DESCRIPTION OF THE TASK | Render every line of the items below as a numbered list, skipping any blank lines. Leave the pictures out of your answer.

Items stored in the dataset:

[Start]

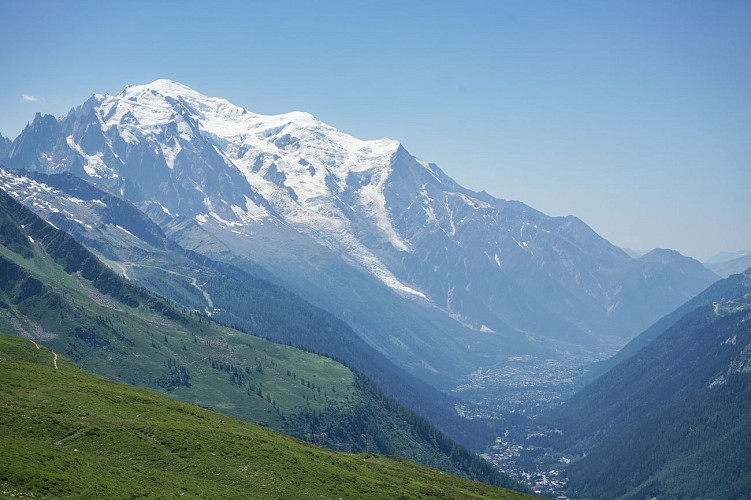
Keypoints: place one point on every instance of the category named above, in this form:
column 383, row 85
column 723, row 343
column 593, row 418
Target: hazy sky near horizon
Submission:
column 634, row 116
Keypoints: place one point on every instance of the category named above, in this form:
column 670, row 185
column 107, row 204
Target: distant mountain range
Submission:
column 136, row 247
column 442, row 280
column 672, row 418
column 57, row 293
column 727, row 264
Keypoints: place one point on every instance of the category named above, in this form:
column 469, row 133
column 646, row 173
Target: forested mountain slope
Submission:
column 57, row 292
column 68, row 433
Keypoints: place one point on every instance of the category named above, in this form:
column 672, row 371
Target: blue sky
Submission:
column 633, row 115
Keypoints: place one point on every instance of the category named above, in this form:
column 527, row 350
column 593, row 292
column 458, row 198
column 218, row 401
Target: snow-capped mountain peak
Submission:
column 290, row 183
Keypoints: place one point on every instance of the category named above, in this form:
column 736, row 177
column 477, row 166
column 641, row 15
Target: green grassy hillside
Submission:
column 55, row 291
column 68, row 433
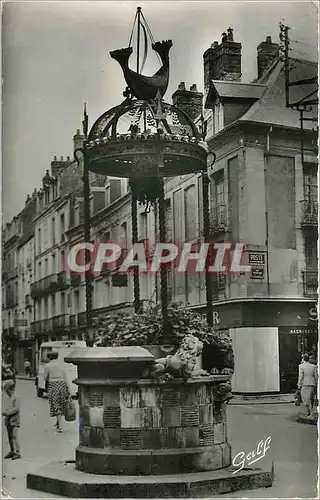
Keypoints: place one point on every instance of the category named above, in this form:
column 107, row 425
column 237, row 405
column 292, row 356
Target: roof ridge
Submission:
column 272, row 78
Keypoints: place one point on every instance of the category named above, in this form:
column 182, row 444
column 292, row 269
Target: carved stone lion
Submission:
column 182, row 363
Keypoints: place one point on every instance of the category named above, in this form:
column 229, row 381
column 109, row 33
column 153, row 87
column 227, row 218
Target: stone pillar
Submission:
column 135, row 426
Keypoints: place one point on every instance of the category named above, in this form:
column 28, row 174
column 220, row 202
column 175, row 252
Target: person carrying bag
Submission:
column 70, row 414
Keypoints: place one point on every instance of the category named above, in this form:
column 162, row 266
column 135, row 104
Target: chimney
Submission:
column 222, row 61
column 190, row 101
column 78, row 140
column 57, row 166
column 266, row 53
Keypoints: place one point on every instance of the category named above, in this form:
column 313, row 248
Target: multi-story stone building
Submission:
column 10, row 288
column 50, row 287
column 261, row 194
column 264, row 196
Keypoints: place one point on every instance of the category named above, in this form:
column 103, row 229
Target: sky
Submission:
column 55, row 57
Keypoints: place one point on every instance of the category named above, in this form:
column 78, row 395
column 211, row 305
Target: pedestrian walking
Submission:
column 8, row 373
column 58, row 391
column 11, row 412
column 307, row 383
column 27, row 368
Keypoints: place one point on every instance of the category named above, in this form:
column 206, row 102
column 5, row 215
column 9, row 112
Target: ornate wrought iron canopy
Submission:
column 145, row 138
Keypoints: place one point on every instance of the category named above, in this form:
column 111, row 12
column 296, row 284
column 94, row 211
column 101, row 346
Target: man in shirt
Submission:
column 307, row 383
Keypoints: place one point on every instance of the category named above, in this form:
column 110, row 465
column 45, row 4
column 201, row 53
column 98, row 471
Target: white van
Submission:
column 64, row 349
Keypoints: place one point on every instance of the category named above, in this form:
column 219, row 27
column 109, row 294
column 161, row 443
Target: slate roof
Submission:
column 271, row 107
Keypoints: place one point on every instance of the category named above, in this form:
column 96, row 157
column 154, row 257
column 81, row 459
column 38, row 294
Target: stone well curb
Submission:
column 236, row 400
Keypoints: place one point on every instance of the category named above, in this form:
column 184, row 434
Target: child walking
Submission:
column 12, row 419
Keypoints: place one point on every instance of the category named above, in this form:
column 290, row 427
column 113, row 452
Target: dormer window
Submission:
column 218, row 117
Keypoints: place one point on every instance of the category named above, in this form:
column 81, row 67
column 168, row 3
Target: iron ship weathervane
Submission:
column 140, row 86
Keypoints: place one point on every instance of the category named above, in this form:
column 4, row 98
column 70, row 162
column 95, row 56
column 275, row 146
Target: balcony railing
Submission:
column 219, row 219
column 49, row 284
column 309, row 213
column 75, row 279
column 50, row 325
column 28, row 301
column 310, row 283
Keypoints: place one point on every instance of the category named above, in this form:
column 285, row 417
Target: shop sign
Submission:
column 299, row 330
column 257, row 272
column 257, row 258
column 119, row 280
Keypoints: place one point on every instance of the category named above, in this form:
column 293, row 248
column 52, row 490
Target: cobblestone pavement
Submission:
column 293, row 446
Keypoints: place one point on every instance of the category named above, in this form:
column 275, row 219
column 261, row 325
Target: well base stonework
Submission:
column 141, row 438
column 63, row 479
column 144, row 427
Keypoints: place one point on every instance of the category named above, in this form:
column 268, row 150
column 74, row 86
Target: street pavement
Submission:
column 293, row 447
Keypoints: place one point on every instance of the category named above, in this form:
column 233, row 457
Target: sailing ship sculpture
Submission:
column 141, row 86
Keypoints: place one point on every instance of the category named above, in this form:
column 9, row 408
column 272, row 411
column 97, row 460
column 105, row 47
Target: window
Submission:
column 219, row 199
column 44, row 354
column 169, row 222
column 39, row 240
column 143, row 226
column 53, row 305
column 46, row 308
column 62, row 260
column 107, row 196
column 124, row 235
column 62, row 227
column 39, row 271
column 190, row 213
column 76, row 302
column 53, row 230
column 76, row 216
column 54, row 264
column 310, row 184
column 46, row 267
column 63, row 302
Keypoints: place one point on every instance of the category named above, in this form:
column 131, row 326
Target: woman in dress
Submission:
column 58, row 391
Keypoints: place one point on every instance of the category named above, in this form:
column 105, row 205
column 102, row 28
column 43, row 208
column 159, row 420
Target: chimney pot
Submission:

[End]

TASK OUTPUT |
1. Keypoints: place one point on every instance of the category named above, in this form:
2. column 383, row 85
3. column 723, row 343
4. column 593, row 418
5. Target: hazy sky near horizon
6. Submission:
7. column 634, row 116
8. Keypoints: place one point on every instance of the category named above, in this form:
9. column 670, row 185
10. column 107, row 204
11. Target: distant mountain range
12. Submission:
13. column 136, row 247
14. column 442, row 280
15. column 672, row 418
16. column 57, row 293
17. column 727, row 264
18. Keypoints: place one point on every instance of the category named above, in this form:
19. column 469, row 133
20. column 646, row 173
21. Target: forested mountain slope
22. Submission:
23. column 57, row 292
24. column 68, row 433
25. Keypoints: place one point on every instance of the category named above, in this form:
26. column 672, row 371
27. Target: blue sky
28. Submission:
29. column 633, row 115
30. Keypoints: place one point on every instance of the category named above, in this form:
31. column 527, row 350
32. column 593, row 292
33. column 458, row 198
34. column 218, row 401
35. Target: snow-capped mountain peak
36. Submission:
37. column 290, row 183
38. Keypoints: place one point on every instance of the category named above, in this form:
39. column 736, row 177
40. column 477, row 166
41. column 641, row 15
42. Target: green grassy hillside
43. Submission:
44. column 55, row 291
45. column 68, row 433
46. Keypoints: place one point on every instance of the category named above, in this form:
47. column 107, row 425
48. column 237, row 405
49. column 292, row 356
50. Target: roof ridge
51. Submission:
52. column 272, row 78
53. Keypoints: place one point on every instance of the category named above, in this form:
54. column 182, row 444
55. column 292, row 269
56. Target: carved stone lion
57. Submission:
58. column 182, row 363
59. Keypoints: place one point on every instance of the category named above, in this form:
60. column 229, row 381
61. column 109, row 33
62. column 153, row 87
63. column 227, row 218
64. Target: stone pillar
65. Submission:
66. column 135, row 426
67. Keypoints: place one point on every instance of the category named above, in this form:
68. column 28, row 174
69. column 220, row 202
70. column 175, row 252
71. Target: person carrying bag
72. Submission:
73. column 70, row 414
74. Keypoints: place one point on every instance of the category named above, in this form:
75. column 162, row 266
76. column 135, row 104
77. Target: chimney
78. Submission:
79. column 222, row 61
80. column 190, row 101
81. column 78, row 140
82. column 57, row 166
83. column 266, row 53
84. Keypoints: place one point on every instance of the category named above, in this form:
85. column 313, row 248
86. Target: multi-story stone building
87. Submission:
88. column 10, row 288
89. column 50, row 287
90. column 261, row 194
91. column 264, row 196
92. Keypoints: place one point on every instance of the category named above, in this form:
93. column 103, row 229
94. Target: sky
95. Submission:
96. column 55, row 57
97. Keypoints: place one point on every instance of the category named above, in this form:
98. column 78, row 395
99. column 211, row 305
100. Target: pedestrian walking
101. Submission:
102. column 8, row 373
103. column 58, row 391
104. column 11, row 412
105. column 307, row 383
106. column 27, row 368
107. Keypoints: place one point on every instance of the category named above, in this form:
108. column 206, row 102
109. column 5, row 215
110. column 9, row 112
111. Target: ornate wrought iron canopy
112. Submission:
113. column 145, row 138
114. Keypoints: place one point on every instance of the category named above, in this form:
115. column 111, row 12
116. column 296, row 284
117. column 94, row 211
118. column 101, row 346
119. Target: man in shirt
120. Submission:
121. column 307, row 383
122. Keypoints: place one point on every instance of the category named above, in this form:
123. column 110, row 465
124. column 45, row 4
125. column 201, row 53
126. column 98, row 471
127. Target: white van
128. Submission:
129. column 64, row 349
130. Keypoints: place one point on every instance of the category named above, in this form:
131. column 219, row 27
132. column 109, row 294
133. column 161, row 443
134. Target: slate roof
135. Submission:
136. column 271, row 107
137. Keypoints: place one point on every instance of the category named above, in this form:
138. column 96, row 157
139. column 154, row 257
140. column 81, row 459
141. column 38, row 294
142. Target: stone well curb
143. Submission:
144. column 236, row 400
145. Keypoints: place one point on every instance of the category named above, in this form:
146. column 184, row 434
147. Target: child walking
148. Submission:
149. column 12, row 419
150. Keypoints: place one point on every instance of the category named above, in this form:
151. column 290, row 427
152. column 113, row 452
153. Target: dormer window
154. Submission:
155. column 218, row 117
156. Keypoints: place one point on every instance of the category named above, in this form:
157. column 81, row 67
158. column 168, row 3
159. Target: iron ship weathervane
160. Submission:
161. column 140, row 86
162. Keypoints: place one point on every instance of the category named above, in this form:
163. column 4, row 98
164. column 70, row 162
165. column 95, row 56
166. column 275, row 146
167. Target: balcony railing
168. Submission:
169. column 219, row 219
170. column 49, row 284
171. column 309, row 213
172. column 75, row 279
173. column 50, row 325
174. column 28, row 301
175. column 310, row 283
176. Keypoints: place one point on every instance of the category named above, in this form:
177. column 285, row 417
178. Target: shop sign
179. Submission:
180. column 299, row 330
181. column 257, row 272
182. column 257, row 258
183. column 119, row 280
184. Keypoints: place one point on every instance of the category named above, in this form:
185. column 293, row 248
186. column 52, row 490
187. Target: cobblestone pavement
188. Submission:
189. column 293, row 446
190. Keypoints: place one point on every instance of the category named above, in this form:
191. column 275, row 219
192. column 261, row 325
193. Target: well base stonework
194. Submission:
195. column 141, row 438
196. column 63, row 479
197. column 144, row 427
198. Keypoints: place one point on every instance of the category named above, in this form:
199. column 268, row 150
200. column 74, row 86
201. Target: street pavement
202. Submission:
203. column 293, row 447
204. Keypoints: place one point on every instance of the category named above, in this form:
205. column 233, row 457
206. Target: sailing ship sculpture
207. Submission:
208. column 141, row 86
209. Keypoints: place one point on every instance of the category named above, in this form:
210. column 9, row 408
211. column 272, row 411
212. column 97, row 460
213. column 105, row 47
214. Target: window
215. Submission:
216. column 219, row 199
217. column 44, row 354
218. column 169, row 222
219. column 39, row 240
220. column 143, row 226
221. column 53, row 305
222. column 46, row 308
223. column 62, row 260
224. column 107, row 196
225. column 124, row 235
226. column 62, row 227
227. column 39, row 271
228. column 190, row 213
229. column 76, row 302
230. column 53, row 230
231. column 76, row 216
232. column 54, row 264
233. column 310, row 184
234. column 46, row 267
235. column 63, row 302
236. Keypoints: place one point on every instance of the category named above, in this form:
237. column 131, row 326
238. Target: woman in dress
239. Submission:
240. column 58, row 391
241. Keypoints: place one point on every instance of the category named above, in this form:
242. column 105, row 205
243. column 102, row 28
244. column 43, row 208
245. column 159, row 420
246. Target: chimney pot
247. Submission:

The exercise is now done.